● **Task data**:
========================
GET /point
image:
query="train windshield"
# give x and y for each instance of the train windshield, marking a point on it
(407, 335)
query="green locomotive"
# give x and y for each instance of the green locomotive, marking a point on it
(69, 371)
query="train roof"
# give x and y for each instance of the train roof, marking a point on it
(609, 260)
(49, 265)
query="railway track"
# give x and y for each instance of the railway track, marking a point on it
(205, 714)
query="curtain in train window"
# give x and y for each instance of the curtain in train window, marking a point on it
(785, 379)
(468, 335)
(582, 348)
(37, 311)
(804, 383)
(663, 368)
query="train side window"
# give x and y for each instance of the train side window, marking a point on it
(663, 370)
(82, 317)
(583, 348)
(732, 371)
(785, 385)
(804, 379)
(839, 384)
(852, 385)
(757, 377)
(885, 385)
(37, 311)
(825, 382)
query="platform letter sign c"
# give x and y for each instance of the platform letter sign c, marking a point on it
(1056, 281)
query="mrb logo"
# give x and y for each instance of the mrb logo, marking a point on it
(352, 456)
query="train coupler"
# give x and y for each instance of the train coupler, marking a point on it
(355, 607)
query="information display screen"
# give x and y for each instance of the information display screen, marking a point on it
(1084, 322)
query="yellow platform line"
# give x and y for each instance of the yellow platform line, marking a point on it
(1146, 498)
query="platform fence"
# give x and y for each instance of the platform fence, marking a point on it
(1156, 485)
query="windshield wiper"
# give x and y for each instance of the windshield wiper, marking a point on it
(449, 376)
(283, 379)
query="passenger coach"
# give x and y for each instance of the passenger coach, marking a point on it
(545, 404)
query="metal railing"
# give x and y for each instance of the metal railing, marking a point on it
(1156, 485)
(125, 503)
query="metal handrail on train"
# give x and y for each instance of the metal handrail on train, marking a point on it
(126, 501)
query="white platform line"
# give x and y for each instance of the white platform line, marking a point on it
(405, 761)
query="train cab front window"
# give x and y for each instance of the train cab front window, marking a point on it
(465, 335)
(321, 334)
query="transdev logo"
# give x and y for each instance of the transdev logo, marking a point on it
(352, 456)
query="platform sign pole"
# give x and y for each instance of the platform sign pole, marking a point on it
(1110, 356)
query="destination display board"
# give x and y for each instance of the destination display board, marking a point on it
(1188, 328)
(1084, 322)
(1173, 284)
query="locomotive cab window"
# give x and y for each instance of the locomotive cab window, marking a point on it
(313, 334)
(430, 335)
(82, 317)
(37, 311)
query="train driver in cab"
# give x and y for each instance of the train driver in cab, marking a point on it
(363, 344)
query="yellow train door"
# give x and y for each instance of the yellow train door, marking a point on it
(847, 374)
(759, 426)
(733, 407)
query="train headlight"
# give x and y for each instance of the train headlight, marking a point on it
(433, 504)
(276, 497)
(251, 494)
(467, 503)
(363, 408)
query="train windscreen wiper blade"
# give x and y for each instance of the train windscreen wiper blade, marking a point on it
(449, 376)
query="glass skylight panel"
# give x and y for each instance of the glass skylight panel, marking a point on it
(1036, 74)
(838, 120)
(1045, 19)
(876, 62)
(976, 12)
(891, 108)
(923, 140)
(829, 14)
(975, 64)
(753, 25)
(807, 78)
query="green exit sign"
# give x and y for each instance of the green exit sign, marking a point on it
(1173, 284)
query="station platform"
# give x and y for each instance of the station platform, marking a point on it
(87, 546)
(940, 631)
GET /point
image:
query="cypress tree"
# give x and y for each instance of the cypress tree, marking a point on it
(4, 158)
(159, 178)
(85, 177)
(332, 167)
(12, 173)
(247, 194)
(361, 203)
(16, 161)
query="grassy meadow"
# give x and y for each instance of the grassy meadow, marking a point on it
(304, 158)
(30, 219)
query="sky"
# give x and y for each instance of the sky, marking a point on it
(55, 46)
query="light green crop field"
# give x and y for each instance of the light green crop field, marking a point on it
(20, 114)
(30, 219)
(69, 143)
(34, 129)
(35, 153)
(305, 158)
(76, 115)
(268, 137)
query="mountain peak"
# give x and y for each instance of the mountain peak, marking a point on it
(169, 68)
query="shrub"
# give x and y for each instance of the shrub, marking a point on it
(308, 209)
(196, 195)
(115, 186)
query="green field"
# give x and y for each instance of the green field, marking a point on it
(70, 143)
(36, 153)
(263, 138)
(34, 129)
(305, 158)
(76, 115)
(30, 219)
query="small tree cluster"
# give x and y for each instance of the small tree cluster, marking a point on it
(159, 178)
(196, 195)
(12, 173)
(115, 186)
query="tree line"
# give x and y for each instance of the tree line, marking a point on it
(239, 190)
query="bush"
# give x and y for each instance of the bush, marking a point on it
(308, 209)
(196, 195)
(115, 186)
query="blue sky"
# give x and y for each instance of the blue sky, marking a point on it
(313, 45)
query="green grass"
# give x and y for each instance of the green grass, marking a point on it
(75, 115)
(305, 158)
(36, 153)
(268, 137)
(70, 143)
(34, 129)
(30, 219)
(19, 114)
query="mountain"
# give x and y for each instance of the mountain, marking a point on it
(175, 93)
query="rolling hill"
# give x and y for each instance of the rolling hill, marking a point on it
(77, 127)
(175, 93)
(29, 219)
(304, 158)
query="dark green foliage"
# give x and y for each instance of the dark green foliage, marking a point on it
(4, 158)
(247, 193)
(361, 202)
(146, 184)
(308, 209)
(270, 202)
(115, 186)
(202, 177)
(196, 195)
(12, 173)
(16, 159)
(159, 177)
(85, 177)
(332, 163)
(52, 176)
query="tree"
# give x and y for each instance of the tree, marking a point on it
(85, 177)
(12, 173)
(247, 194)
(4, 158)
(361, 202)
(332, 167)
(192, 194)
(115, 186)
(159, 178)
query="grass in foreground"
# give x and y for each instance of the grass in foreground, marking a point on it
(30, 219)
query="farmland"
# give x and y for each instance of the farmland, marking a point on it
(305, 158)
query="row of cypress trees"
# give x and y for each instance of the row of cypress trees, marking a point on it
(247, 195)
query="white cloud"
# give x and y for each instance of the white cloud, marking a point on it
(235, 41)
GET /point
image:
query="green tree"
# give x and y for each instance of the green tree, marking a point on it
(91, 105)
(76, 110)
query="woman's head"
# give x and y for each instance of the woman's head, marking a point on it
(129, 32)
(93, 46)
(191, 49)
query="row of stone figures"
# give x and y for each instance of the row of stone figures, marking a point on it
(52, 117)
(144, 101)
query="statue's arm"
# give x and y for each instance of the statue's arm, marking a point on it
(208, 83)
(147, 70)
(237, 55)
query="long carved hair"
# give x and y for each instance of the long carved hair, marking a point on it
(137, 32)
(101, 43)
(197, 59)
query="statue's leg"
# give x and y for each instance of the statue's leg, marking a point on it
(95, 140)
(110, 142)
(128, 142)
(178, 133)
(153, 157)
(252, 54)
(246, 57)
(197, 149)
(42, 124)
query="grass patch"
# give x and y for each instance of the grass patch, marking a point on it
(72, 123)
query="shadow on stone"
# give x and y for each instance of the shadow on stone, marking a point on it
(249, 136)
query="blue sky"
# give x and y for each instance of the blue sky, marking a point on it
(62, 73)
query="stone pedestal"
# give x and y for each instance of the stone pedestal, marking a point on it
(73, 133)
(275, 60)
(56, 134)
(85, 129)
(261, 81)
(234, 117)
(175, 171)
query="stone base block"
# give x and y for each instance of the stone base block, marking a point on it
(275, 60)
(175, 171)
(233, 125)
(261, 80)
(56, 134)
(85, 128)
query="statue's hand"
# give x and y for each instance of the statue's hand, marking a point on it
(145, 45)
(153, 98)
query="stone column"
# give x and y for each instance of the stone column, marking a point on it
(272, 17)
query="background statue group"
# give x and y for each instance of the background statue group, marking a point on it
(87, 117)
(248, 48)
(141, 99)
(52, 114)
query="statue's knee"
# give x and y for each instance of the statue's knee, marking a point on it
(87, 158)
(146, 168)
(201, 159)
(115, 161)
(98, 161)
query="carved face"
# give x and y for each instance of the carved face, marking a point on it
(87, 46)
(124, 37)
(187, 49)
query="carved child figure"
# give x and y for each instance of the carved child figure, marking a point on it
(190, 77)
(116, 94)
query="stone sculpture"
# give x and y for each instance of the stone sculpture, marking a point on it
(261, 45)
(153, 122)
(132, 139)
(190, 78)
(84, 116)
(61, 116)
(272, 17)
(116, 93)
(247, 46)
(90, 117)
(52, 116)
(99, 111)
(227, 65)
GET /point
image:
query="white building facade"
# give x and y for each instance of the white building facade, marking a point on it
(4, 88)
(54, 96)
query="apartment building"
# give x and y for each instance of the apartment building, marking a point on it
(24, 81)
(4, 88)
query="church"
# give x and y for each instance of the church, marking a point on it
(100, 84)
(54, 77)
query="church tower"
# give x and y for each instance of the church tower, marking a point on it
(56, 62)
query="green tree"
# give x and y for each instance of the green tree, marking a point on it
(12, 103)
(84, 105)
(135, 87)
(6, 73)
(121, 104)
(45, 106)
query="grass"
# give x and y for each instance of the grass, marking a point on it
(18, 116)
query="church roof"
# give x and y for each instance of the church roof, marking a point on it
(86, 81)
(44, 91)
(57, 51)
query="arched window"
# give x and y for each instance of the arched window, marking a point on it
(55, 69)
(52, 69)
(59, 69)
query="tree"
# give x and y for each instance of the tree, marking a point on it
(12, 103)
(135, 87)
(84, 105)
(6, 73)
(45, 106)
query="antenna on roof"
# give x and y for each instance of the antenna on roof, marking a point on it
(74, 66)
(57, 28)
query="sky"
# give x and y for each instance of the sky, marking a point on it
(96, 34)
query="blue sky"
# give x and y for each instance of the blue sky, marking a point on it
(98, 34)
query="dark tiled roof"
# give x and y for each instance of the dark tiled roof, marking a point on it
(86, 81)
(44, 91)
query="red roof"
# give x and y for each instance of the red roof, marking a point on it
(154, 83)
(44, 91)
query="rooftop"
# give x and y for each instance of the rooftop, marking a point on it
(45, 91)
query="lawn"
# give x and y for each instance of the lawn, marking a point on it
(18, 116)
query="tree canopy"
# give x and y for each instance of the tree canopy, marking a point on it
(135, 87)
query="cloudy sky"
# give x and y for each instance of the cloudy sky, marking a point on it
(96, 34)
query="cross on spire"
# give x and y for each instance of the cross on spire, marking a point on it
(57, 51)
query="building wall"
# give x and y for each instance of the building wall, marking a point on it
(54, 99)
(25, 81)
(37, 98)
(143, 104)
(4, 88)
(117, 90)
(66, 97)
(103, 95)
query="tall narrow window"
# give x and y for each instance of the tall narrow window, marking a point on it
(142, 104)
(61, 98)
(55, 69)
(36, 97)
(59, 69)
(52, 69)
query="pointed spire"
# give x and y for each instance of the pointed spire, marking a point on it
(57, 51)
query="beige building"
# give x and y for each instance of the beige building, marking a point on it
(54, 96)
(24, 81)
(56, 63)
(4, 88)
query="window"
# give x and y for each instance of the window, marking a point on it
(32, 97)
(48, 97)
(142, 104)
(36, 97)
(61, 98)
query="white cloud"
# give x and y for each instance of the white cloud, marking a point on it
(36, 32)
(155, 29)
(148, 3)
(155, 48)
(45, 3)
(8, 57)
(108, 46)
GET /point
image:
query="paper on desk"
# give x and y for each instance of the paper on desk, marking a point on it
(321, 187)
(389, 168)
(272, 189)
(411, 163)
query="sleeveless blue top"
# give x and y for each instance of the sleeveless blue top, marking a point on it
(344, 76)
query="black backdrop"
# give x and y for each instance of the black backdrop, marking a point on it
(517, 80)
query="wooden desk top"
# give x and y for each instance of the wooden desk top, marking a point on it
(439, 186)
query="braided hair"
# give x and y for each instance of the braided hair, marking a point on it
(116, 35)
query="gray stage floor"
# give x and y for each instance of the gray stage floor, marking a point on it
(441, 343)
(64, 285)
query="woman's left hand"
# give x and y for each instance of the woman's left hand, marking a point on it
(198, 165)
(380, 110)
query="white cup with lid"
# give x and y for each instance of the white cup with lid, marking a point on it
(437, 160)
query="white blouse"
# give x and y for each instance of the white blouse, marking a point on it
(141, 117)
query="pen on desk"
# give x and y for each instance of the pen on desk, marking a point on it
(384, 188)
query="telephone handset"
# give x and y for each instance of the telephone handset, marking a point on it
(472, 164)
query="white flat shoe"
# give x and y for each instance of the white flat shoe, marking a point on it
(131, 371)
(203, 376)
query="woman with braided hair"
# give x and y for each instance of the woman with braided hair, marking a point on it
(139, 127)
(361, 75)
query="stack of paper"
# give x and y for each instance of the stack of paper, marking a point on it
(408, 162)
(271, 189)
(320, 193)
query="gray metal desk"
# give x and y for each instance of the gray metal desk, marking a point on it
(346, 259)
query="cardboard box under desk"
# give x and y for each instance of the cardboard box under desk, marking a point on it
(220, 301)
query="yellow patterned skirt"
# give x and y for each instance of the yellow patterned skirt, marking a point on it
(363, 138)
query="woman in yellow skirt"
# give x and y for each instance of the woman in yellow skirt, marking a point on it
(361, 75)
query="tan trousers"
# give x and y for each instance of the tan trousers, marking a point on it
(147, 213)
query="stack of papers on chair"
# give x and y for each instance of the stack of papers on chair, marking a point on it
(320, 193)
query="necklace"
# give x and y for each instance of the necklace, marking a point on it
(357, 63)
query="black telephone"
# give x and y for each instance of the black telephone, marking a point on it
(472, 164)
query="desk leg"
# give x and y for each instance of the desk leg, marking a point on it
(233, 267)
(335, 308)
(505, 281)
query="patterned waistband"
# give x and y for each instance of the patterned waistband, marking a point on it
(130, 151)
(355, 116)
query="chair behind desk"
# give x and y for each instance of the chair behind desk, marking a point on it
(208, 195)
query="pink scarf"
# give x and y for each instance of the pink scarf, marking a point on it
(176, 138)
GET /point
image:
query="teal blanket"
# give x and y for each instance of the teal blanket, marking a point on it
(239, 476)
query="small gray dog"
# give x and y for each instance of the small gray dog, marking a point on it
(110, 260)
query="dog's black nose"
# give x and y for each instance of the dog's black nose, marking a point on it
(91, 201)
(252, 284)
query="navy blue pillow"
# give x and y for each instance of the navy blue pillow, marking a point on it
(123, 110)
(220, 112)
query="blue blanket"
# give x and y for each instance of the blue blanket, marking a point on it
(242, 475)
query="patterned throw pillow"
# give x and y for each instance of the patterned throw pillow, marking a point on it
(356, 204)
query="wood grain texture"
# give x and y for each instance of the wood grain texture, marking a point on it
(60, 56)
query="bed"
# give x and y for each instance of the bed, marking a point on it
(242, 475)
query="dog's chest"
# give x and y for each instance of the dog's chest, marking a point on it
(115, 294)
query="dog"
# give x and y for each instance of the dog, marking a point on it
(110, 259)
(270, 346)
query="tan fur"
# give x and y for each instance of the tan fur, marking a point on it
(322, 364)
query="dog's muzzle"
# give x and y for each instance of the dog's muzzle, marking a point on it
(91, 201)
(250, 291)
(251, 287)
========================
● **Problem requirements**: Pick out every line above that contains the word "curtain".

● **Answer in full**:
query="curtain in train window"
# give x and y for each instance of the curtain in train window, marking a point on it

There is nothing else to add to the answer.